*** Opening Given data ***

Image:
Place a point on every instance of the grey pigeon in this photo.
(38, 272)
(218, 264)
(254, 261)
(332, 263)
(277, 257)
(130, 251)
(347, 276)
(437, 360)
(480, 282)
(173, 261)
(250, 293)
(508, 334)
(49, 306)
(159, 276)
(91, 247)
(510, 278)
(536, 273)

*** Closing Given data ***

● Work instructions
Please return exactly the lines from the one containing "Place a point" through the end of the entries above, adding no other line.

● Task output
Place a point on every instance of the grey pigeon in this photo.
(38, 272)
(218, 264)
(254, 261)
(332, 263)
(277, 257)
(130, 251)
(347, 276)
(437, 360)
(480, 282)
(173, 261)
(250, 293)
(508, 334)
(49, 306)
(159, 276)
(91, 247)
(510, 278)
(536, 273)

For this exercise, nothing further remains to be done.